» **AIM**:
Copy out the lines between the ones holding "Reviewer note: every instance of the rear" and "[[486, 211]]", inclusive, keeping the request lines too. Add 115 to every number in the answer coordinates, but leave the numbers in the requests and their sample lists unchanged.

» **PROVIDED DATA**:
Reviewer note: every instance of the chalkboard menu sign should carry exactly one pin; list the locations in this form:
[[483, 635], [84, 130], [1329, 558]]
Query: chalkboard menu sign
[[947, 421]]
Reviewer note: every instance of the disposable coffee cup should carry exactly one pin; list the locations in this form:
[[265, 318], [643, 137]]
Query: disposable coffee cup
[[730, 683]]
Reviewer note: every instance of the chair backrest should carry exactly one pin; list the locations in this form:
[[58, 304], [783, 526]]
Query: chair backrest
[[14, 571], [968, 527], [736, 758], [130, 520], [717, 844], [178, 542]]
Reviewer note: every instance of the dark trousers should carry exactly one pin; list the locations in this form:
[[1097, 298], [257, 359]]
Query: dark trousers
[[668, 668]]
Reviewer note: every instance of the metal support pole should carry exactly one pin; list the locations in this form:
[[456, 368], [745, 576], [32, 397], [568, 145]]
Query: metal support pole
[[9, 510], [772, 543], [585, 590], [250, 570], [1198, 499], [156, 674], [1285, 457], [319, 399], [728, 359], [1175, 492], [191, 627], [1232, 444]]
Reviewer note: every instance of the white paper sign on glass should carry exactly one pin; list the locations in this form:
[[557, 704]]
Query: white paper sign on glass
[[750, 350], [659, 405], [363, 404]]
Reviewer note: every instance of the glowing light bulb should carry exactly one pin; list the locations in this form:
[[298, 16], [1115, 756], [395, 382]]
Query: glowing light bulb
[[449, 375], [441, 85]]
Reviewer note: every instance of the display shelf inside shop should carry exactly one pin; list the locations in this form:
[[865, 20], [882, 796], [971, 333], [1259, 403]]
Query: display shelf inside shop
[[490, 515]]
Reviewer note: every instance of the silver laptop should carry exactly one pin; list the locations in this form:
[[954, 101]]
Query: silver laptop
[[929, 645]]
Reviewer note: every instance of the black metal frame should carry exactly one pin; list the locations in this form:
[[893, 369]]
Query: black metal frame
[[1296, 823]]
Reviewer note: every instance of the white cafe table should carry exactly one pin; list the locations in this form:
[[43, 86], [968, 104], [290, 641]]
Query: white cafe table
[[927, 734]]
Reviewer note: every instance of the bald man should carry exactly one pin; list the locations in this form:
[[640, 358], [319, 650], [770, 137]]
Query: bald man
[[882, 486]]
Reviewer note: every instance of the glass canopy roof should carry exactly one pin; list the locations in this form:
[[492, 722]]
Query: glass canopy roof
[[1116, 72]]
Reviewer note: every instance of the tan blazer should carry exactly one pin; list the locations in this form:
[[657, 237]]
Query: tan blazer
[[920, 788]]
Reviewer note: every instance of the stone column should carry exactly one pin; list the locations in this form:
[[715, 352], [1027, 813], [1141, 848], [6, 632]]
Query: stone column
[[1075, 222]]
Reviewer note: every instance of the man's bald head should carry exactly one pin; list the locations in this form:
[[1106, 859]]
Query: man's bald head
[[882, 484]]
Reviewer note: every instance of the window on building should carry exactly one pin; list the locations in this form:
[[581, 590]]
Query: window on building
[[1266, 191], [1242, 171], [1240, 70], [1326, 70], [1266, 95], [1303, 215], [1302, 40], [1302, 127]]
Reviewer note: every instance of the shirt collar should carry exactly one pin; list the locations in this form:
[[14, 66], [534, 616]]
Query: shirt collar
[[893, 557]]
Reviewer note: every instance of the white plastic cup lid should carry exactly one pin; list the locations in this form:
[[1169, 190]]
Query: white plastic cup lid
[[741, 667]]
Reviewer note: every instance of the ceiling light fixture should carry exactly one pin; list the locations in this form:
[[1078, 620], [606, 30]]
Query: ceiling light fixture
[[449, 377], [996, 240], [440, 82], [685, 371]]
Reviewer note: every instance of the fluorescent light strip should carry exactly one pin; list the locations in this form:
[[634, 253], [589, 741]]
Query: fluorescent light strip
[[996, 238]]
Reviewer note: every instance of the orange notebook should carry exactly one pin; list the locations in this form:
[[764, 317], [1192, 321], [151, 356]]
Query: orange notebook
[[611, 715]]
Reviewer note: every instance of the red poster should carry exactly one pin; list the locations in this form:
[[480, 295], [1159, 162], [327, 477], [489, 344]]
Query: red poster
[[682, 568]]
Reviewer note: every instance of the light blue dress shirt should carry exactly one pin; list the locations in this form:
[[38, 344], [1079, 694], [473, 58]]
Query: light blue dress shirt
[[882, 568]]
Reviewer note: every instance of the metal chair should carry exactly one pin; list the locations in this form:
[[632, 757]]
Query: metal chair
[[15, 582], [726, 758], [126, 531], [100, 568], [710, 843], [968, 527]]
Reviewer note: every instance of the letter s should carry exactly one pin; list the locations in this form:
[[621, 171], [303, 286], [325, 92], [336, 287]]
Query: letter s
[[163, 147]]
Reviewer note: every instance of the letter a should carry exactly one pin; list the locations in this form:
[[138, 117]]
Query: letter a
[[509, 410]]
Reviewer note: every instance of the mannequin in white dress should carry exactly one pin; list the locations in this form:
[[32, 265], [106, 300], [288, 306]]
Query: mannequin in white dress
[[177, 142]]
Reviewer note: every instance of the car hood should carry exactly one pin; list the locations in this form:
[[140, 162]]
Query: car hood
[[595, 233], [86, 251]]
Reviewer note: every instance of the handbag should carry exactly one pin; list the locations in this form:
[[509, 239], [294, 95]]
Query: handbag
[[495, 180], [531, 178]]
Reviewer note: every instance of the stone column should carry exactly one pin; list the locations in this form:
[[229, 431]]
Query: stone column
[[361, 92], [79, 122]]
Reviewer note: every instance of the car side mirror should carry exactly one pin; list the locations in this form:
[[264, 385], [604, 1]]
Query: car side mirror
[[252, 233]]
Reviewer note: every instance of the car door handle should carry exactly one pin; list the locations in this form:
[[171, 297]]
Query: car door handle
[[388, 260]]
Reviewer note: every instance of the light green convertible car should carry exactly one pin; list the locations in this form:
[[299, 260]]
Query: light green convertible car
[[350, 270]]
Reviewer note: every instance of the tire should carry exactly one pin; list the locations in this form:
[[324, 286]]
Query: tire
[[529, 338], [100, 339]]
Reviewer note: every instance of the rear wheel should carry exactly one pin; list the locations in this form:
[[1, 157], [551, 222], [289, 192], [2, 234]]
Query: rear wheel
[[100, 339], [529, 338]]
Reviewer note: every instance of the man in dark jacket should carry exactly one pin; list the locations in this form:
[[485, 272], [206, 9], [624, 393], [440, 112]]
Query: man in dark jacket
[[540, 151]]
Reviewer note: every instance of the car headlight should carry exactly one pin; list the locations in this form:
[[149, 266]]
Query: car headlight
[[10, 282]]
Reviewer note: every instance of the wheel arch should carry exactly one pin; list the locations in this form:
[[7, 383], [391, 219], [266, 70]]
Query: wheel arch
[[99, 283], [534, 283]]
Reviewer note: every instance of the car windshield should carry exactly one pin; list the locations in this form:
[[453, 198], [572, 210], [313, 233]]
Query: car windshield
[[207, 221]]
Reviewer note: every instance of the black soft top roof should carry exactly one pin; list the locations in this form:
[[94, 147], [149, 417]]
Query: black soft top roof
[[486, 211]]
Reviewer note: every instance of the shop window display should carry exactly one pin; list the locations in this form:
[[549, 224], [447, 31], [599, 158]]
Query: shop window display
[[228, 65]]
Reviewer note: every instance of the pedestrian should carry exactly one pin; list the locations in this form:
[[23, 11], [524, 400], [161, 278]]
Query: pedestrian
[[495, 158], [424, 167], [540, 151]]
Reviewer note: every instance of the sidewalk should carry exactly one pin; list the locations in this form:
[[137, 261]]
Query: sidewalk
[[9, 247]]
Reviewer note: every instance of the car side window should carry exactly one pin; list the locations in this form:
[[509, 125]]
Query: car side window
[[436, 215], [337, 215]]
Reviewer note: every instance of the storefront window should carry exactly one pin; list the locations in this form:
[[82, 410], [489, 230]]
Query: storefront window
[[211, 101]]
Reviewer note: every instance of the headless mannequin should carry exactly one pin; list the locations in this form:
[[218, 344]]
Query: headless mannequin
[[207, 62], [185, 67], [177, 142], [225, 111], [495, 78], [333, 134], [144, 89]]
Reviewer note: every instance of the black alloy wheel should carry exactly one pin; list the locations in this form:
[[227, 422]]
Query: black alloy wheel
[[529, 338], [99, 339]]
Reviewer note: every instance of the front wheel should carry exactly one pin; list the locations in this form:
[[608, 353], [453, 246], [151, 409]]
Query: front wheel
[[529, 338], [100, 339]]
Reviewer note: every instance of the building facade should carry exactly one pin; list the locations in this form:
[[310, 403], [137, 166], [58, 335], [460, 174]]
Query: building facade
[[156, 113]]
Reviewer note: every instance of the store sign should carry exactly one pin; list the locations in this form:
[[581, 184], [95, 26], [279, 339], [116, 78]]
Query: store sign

» **TASK OUTPUT**:
Reviewer note: every instance of the rear wheel should carry exactly one pin; list the locations in this form:
[[1, 157], [551, 222], [289, 192], [2, 234]]
Query: rear wheel
[[215, 454], [644, 453]]
Reviewer note: every instance of the man in dark jacket should carry exactly one pin; list the locations in this form:
[[485, 272], [206, 9], [624, 393], [440, 112]]
Query: man in dark jacket
[[655, 266]]
Reviewer note: every instance of the car headlight should carry exactly one pin; list the locations in this form:
[[149, 266]]
Query: car headlight
[[125, 397]]
Reviewer note: every instance of the wheel arch should carry exactly one pin; list the locations in this form:
[[7, 383], [391, 219], [266, 70]]
Query: wheel arch
[[214, 398], [649, 398]]
Reviewer note: every instance of the car windshield should carry exactly one pin; list the locations in this form:
[[453, 198], [572, 210], [313, 233]]
Query: car windshield
[[322, 336]]
Reviewer note: every instance of the black soft top roof should carry exactly one pin; list the locations in this form:
[[94, 147], [149, 417]]
Query: black soft top roof
[[601, 326]]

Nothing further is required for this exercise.